● **Directions**
Please output exactly the part of the records below that opens with the line containing "Exercise. Mark the piece" and closes with the line containing "Exercise. Mark the arugula", both lines included, and nothing else.

● **Supplied data**
※ ※ ※
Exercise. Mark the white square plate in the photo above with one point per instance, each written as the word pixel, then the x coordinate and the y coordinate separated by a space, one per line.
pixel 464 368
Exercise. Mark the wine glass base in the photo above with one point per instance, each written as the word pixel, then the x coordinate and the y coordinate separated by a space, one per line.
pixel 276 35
※ ※ ※
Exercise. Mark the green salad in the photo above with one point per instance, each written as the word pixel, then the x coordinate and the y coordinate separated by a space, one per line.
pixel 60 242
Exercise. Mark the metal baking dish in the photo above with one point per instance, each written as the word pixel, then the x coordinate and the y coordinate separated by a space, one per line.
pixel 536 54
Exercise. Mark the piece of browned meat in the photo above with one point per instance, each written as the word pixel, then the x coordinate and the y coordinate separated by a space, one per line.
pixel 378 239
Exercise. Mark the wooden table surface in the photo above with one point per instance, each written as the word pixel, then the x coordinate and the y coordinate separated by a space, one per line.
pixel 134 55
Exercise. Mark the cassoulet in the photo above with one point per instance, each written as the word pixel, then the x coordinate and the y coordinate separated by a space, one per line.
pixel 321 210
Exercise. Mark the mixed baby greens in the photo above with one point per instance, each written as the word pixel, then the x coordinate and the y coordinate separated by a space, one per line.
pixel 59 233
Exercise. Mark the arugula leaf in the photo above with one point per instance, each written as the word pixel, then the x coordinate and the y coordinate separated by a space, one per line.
※ ※ ※
● **Response to the task**
Exercise. Mark the piece of browned meat in the photo above with one point per instance, each written as the word pixel, then the x coordinate and the y coordinate separated by a space, one per line.
pixel 378 239
Exercise. Mark the wooden table surface in the photo above with one point per instance, each written as the word pixel, then the x coordinate and the y coordinate separated by a space, one per line.
pixel 134 55
Exercise. Mark the cassoulet in the photo above with one point per instance, each written as the word pixel, then the x coordinate and the y coordinate separated by a space, one per line.
pixel 321 210
Exercise. Mark the mixed baby greens in the photo above with one point per instance, each written as the word pixel, then the x coordinate and the y coordinate separated by a space, one per line.
pixel 59 233
Exercise. Mark the arugula leaf in the photo above with one point per instance, each written as the word pixel, then the x coordinate and the y coordinate separated by a space, one per line.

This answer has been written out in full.